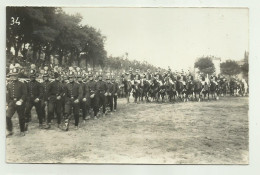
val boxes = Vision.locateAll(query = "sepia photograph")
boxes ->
[4,6,248,165]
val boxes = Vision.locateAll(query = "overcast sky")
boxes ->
[63,8,249,70]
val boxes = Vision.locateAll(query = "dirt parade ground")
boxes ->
[6,97,249,164]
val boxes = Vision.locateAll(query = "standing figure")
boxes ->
[83,74,99,119]
[112,77,119,112]
[25,69,43,131]
[77,73,87,122]
[64,72,83,131]
[6,68,27,136]
[96,75,107,115]
[105,77,115,113]
[41,71,51,121]
[45,72,64,129]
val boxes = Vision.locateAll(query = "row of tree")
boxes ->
[6,7,106,65]
[194,52,249,79]
[6,7,167,71]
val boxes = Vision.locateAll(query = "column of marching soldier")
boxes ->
[6,68,119,136]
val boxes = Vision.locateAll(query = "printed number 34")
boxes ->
[11,17,21,25]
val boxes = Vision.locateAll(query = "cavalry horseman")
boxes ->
[112,76,119,112]
[45,72,64,129]
[105,76,115,113]
[96,74,107,115]
[41,71,51,121]
[83,73,99,119]
[25,69,43,131]
[6,68,27,136]
[77,72,87,122]
[64,71,83,131]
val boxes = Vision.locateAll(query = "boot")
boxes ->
[44,123,51,129]
[24,123,29,132]
[65,119,69,131]
[6,131,14,137]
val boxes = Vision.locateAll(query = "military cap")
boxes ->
[69,71,74,78]
[77,72,82,78]
[8,67,19,76]
[54,72,60,78]
[42,71,49,77]
[30,69,36,77]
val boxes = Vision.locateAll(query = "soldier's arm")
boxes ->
[20,83,27,102]
[38,83,44,99]
[78,85,83,100]
[85,84,90,98]
[46,82,53,99]
[6,84,10,104]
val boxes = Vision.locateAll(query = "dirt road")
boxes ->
[6,97,249,164]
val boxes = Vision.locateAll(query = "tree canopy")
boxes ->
[194,56,215,75]
[6,7,106,66]
[220,60,241,76]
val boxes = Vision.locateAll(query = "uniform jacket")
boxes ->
[113,82,119,93]
[96,81,107,93]
[106,83,115,96]
[41,80,51,101]
[6,80,27,103]
[64,82,83,100]
[27,80,43,100]
[85,80,97,98]
[47,80,64,98]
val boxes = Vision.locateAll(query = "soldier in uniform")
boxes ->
[96,74,107,115]
[64,72,83,131]
[77,72,87,122]
[146,69,152,81]
[46,72,64,129]
[112,77,119,111]
[83,73,99,119]
[25,69,43,131]
[41,71,51,121]
[6,68,27,136]
[105,77,115,112]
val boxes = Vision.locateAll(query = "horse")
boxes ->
[201,82,209,100]
[194,80,202,101]
[186,80,195,100]
[132,81,141,103]
[122,79,132,103]
[165,77,177,102]
[209,81,218,100]
[176,79,185,101]
[148,79,159,101]
[140,79,150,102]
[158,80,166,102]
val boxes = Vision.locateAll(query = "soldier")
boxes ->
[146,69,152,81]
[83,73,99,119]
[112,77,119,112]
[96,74,107,115]
[6,68,27,136]
[41,71,51,121]
[61,74,68,116]
[64,72,83,131]
[25,69,43,131]
[105,77,115,113]
[46,72,64,129]
[77,72,87,122]
[129,69,135,81]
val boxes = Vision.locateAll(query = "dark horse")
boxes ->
[165,77,177,102]
[122,79,132,103]
[176,79,185,101]
[148,79,160,101]
[194,80,202,101]
[209,81,218,100]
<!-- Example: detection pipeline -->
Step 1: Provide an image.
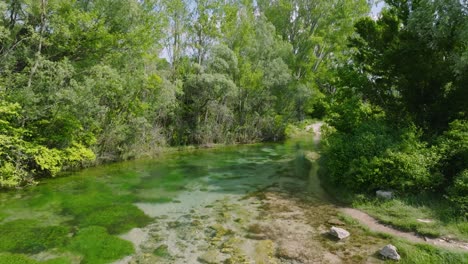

## Aim of the task
Locate every line in the rows above that contains the string "soldier" and copy each of those lines in full.

## Task output
val boxes = Vision.locateAll(query = "column of marching soldier")
val boxes = Vision.locateAll(query = "soldier's arm")
val boxes = Vision.locateAll(query = "soldier in uniform")
val boxes = Vision.locateAll(query = "soldier")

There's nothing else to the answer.